## [Available records]
- - - - -

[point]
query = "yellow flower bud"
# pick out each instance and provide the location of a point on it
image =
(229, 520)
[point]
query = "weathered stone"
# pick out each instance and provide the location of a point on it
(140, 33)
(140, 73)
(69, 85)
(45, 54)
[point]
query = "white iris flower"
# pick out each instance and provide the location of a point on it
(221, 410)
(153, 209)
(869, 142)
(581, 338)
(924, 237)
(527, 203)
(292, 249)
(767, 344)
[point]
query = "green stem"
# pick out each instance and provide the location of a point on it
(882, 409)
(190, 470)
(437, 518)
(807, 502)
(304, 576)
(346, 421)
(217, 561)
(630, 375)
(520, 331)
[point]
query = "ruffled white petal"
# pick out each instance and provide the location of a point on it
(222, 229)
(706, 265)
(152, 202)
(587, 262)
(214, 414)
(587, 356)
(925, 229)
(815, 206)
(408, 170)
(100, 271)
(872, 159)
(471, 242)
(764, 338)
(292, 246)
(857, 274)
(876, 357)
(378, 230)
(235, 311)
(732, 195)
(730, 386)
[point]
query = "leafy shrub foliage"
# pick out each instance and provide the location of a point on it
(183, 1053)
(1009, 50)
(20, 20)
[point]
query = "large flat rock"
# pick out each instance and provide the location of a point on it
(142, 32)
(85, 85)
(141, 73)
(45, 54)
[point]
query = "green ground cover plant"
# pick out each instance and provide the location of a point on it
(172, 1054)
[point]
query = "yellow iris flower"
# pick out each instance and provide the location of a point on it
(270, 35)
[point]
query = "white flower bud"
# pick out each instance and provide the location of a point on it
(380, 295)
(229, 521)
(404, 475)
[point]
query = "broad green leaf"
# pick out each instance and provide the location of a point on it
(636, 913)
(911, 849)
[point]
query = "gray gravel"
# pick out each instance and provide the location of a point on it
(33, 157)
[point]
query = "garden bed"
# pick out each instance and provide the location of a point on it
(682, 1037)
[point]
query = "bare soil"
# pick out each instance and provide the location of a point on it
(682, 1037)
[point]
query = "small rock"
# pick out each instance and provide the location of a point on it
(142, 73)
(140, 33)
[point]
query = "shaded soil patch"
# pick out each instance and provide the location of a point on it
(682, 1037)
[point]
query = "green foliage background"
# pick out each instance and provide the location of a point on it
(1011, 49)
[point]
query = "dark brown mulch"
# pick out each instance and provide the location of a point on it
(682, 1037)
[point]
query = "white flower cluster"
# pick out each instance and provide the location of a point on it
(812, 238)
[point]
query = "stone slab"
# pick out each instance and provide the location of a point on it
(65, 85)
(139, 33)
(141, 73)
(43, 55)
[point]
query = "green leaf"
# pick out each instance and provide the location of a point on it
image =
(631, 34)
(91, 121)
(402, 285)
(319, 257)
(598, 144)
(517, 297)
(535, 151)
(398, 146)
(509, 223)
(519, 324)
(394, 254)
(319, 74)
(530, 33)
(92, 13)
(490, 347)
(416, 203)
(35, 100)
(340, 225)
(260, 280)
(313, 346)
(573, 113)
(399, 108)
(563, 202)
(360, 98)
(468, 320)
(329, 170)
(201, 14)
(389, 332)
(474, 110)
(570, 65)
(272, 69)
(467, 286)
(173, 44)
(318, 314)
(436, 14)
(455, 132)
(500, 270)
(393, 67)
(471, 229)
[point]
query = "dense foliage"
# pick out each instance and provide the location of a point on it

- - - - -

## [What the task asks]
Please quote the records above exactly, without skipping a line.

## [Written answer]
[point]
query = "yellow flower bud"
# pick out each instance and provide the location of a point on it
image =
(229, 520)
[point]
query = "weathered stone"
# pick out each instance and provide the location of a point on it
(140, 33)
(140, 73)
(69, 85)
(45, 54)
[point]
query = "white iris flower"
# pick out each instance and provide the location of a point on it
(221, 410)
(153, 209)
(869, 142)
(581, 338)
(924, 237)
(527, 203)
(292, 249)
(767, 344)
[point]
query = "green stem"
# pick out each instance and provide the location of a point on it
(882, 409)
(190, 470)
(437, 518)
(807, 502)
(304, 576)
(346, 421)
(217, 561)
(630, 375)
(520, 331)
[point]
query = "ruffled white petal"
# pick out each instance and provide the location of a point on it
(222, 229)
(706, 265)
(152, 202)
(587, 262)
(214, 414)
(587, 356)
(925, 229)
(815, 206)
(408, 170)
(100, 271)
(872, 159)
(471, 242)
(764, 338)
(292, 246)
(857, 274)
(876, 357)
(378, 230)
(235, 311)
(732, 195)
(730, 386)
[point]
query = "leafy shrub foliage"
# pick out each instance and provide the location of a point on it
(183, 1053)
(1009, 50)
(20, 20)
[point]
query = "large flat rock"
# pick out each instance and provide the location of a point on it
(142, 32)
(85, 85)
(141, 73)
(45, 54)
[point]
query = "green ground cover plant"
# pick out each instance and provide the location of a point on it
(172, 1054)
[point]
query = "yellow iris flower"
# pick out each instance and provide the location of a point on it
(270, 35)
[point]
query = "white flower bud"
# pick out each instance and provide the location of a point on it
(380, 295)
(229, 521)
(404, 475)
[point]
query = "broad green leaf"
# pick out each instance and provide the location of a point on it
(636, 913)
(911, 849)
[point]
query = "gray gravel"
# pick out each instance and provide the location of a point on it
(33, 157)
[point]
query = "garden bed"
# pick out each instance and provide the location of a point on it
(682, 1037)
[point]
query = "bare soil"
# pick out each instance and provide the location of a point on it
(682, 1037)
[point]
query = "small rock"
# pick out each instance and provide the location of a point on it
(142, 73)
(140, 33)
[point]
query = "shaded soil patch"
# pick out each instance and provide the location of a point on it
(682, 1037)
[point]
query = "green foliage background"
# pick out each instance and provide the location of a point on it
(1011, 49)
[point]
query = "dark brown mulch"
# pick out each instance and provide the location of a point on it
(682, 1037)
[point]
query = "white flower cluster"
# pick out each instance and provide the location of a point on it
(812, 238)
[point]
query = "stone slab"
# pick out each instance and provide the location of a point on it
(65, 85)
(139, 33)
(141, 73)
(43, 55)
[point]
query = "green leaf"
# pick out each instance and provide the location of a point on it
image =
(631, 34)
(91, 121)
(402, 285)
(319, 257)
(598, 144)
(517, 297)
(535, 151)
(398, 146)
(509, 223)
(519, 324)
(394, 254)
(319, 74)
(530, 33)
(92, 13)
(490, 347)
(416, 203)
(35, 100)
(340, 225)
(260, 280)
(313, 346)
(573, 113)
(399, 108)
(563, 202)
(360, 98)
(468, 320)
(329, 170)
(201, 14)
(389, 332)
(474, 110)
(570, 65)
(272, 69)
(467, 286)
(173, 44)
(318, 314)
(436, 14)
(455, 132)
(500, 270)
(393, 67)
(471, 229)
[point]
query = "dense foliage"
# pick out each instance and provide the location of a point on it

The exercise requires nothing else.